» **Exercise requirements**
Rewrite the listing below, changing every "spoon handle" to "knife handle" and keeping everything else the same. Leave the pictures out of your answer.

» **Records provided**
** begin **

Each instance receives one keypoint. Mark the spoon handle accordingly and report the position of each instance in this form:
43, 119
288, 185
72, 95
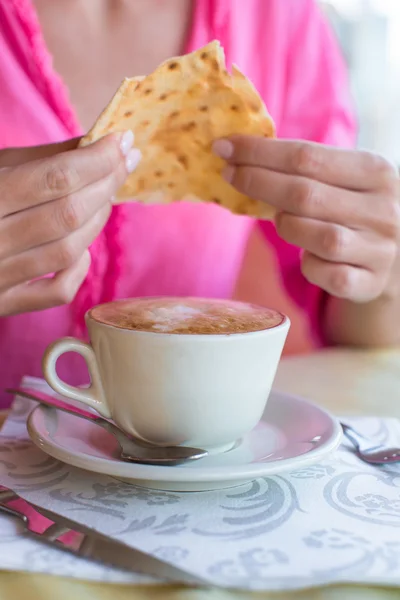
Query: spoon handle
52, 402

** end **

» **Problem solution**
Each instance receives one keypoint. Mark the knife handle accordingly and report the position of each instance in this form:
43, 119
288, 185
72, 95
Query: knife handle
52, 402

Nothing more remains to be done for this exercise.